** Passage given **
>> Begin
Defiant Suu Kyi symbol of hope in Myanmar

So fearful are the generals of the Nobel Peace Prize winner's popularity that they have kept the petite and softly-spoken 65-year-old locked up for 15 of the past 21 years, a prisoner in her own home.

While some see her as a figure from the past, no longer so relevant following the emergence of a new generation of pro-democracy activists, for her many supporters she represents the best chance of a better future.Hundreds gathered outside her home and her party headquarters in eager anticipation of her release.

Little is known about what she plans to do if freed, apart from a desire to join Twitter to reach out to supporters worldwide, but few expect her to abandon her long struggle for democracy.

"The energy is still there. The commitment is still there," said Andrew Heyn, Britain's ambassador to Myanmar who met with the dissident last year when she was allowed rare talks with a group of Western diplomats.

"She's well informed, she's committed, and the message I got when I spoke to her -- not only by what she said but her body language and everything about her (was): this is a woman who wants to stay involved."

Suu Kyi swept the National League for Democracy (NLD) to a landslide election win in 1990, wooing crowds with her charisma and eloquent speeches calling for peaceful change, but the regime never accepted the result.

Her party boycotted the country's first election in 20 years, held on November 7, saying the rules were unfair. The move left the opposition bitterly divided and attention is now on whether Suu Kyi can unite it again.

Suu Kyi has been largely cut off from the outside world, with no telephone or Internet access and just two female aides for company, apart from occasional visits from her doctor and lawyer.
>> End
** Problem **
Can you write out the stretch of the Suu Kyi article from "Suu Kyi swept" through "doctor and lawyer.", changing "regime" to "military government"? Nothing in the entries is needed here.

** Given data **
>> Begin
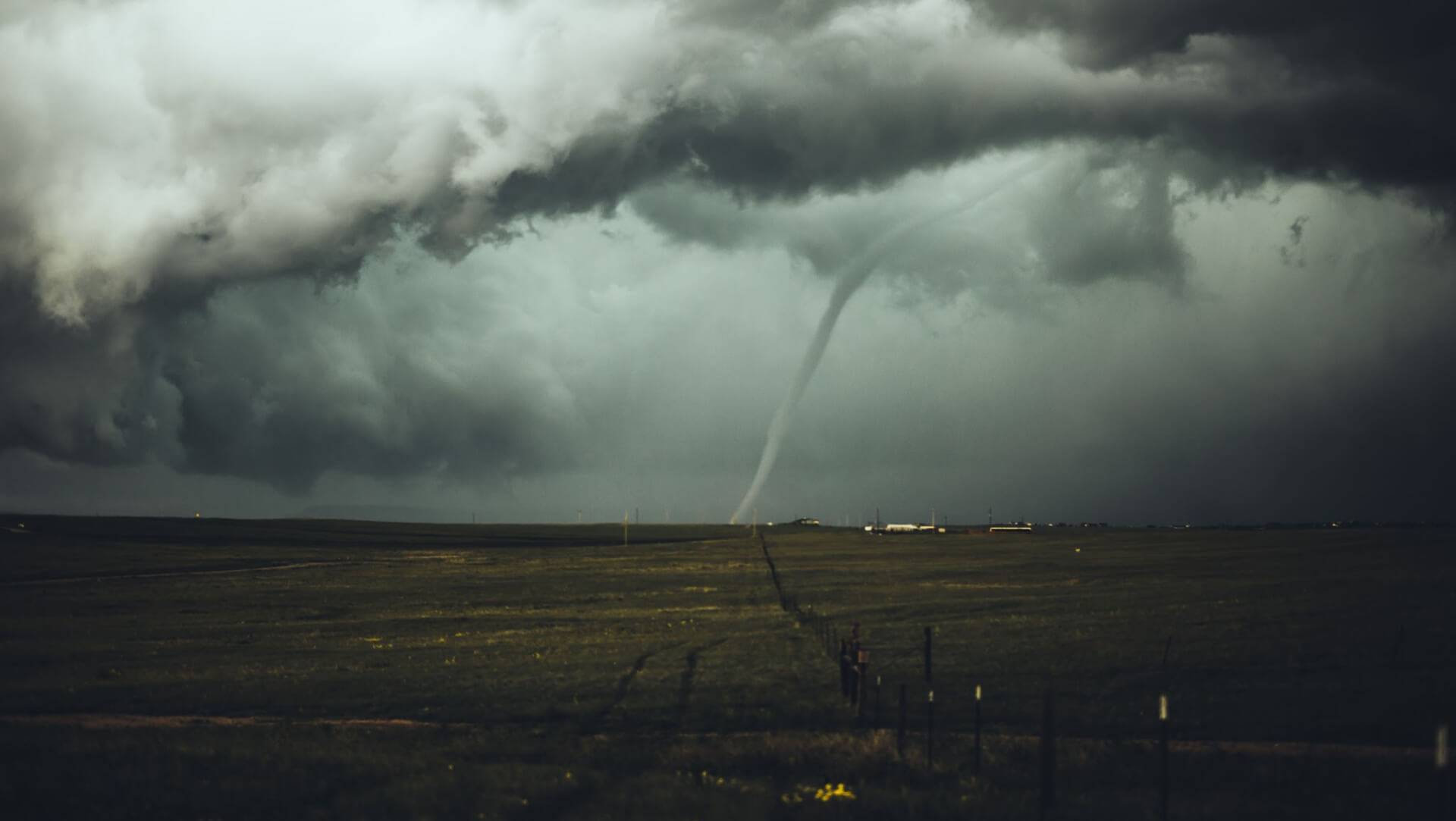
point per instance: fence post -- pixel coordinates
(877, 703)
(929, 729)
(976, 756)
(1049, 753)
(928, 656)
(1442, 770)
(900, 735)
(861, 686)
(1163, 751)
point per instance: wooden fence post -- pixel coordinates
(861, 686)
(900, 734)
(877, 703)
(1442, 770)
(1049, 753)
(976, 756)
(1163, 748)
(929, 729)
(928, 656)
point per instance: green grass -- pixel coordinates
(669, 680)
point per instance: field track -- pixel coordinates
(1256, 748)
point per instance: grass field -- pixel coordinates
(312, 669)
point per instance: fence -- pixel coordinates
(910, 672)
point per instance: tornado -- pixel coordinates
(846, 281)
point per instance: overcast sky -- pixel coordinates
(1128, 261)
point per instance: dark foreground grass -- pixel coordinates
(551, 673)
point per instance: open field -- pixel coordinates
(312, 669)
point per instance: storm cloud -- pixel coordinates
(274, 242)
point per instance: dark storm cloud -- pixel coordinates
(1359, 89)
(172, 174)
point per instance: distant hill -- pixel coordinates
(384, 512)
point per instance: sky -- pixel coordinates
(1117, 261)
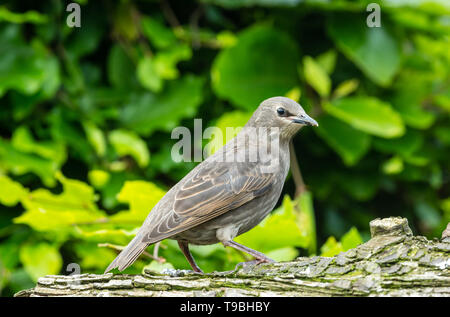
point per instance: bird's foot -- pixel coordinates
(179, 273)
(252, 263)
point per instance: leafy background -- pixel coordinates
(87, 113)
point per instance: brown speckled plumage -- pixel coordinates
(221, 198)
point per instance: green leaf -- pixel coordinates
(349, 143)
(327, 61)
(128, 143)
(374, 50)
(148, 75)
(233, 4)
(98, 178)
(233, 121)
(95, 137)
(393, 166)
(26, 17)
(331, 247)
(351, 239)
(316, 76)
(306, 220)
(414, 115)
(146, 113)
(92, 256)
(46, 211)
(158, 34)
(410, 142)
(23, 141)
(40, 259)
(121, 70)
(166, 61)
(24, 67)
(142, 197)
(19, 163)
(262, 64)
(367, 114)
(12, 192)
(346, 88)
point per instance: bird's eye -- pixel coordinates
(281, 111)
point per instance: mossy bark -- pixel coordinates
(392, 263)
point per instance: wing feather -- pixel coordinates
(215, 189)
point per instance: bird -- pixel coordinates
(229, 192)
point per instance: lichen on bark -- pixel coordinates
(392, 263)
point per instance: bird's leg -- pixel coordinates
(259, 257)
(184, 246)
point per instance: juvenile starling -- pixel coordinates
(228, 193)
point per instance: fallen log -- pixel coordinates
(392, 263)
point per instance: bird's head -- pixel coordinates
(283, 113)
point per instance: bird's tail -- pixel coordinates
(128, 255)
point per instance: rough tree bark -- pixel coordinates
(392, 263)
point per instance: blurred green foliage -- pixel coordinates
(87, 113)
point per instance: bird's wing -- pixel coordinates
(213, 190)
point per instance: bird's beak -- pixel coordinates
(304, 119)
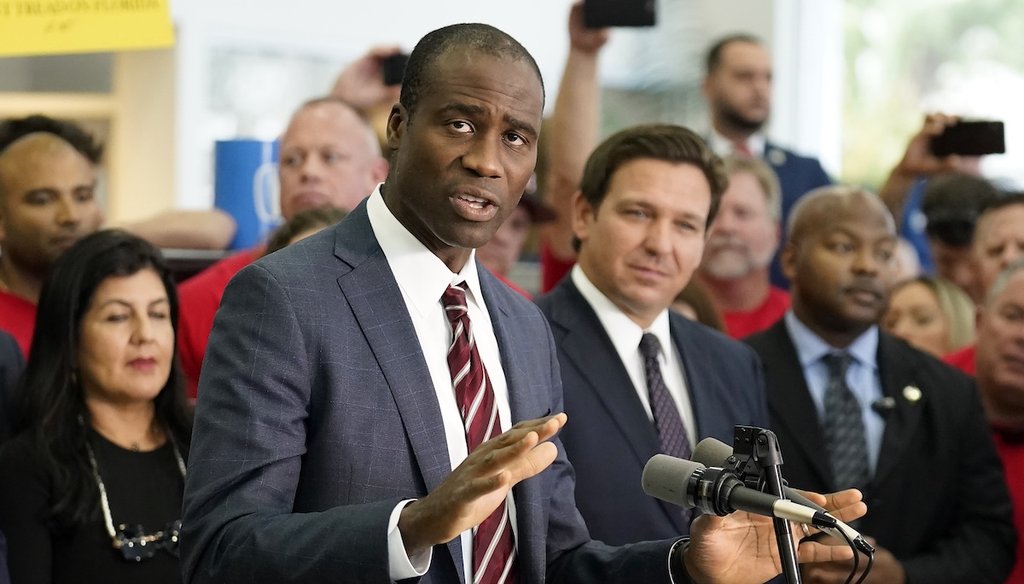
>> End
** Finished exercise **
Suu Kyi swept the National League for Democracy (NLD) to a landslide election win in 1990, wooing crowds with her charisma and eloquent speeches calling for peaceful change, but the military government never accepted the result.

Her party boycotted the country's first election in 20 years, held on November 7, saying the rules were unfair. The move left the opposition bitterly divided and attention is now on whether Suu Kyi can unite it again.

Suu Kyi has been largely cut off from the outside world, with no telephone or Internet access and just two female aides for company, apart from occasional visits from her doctor and lawyer.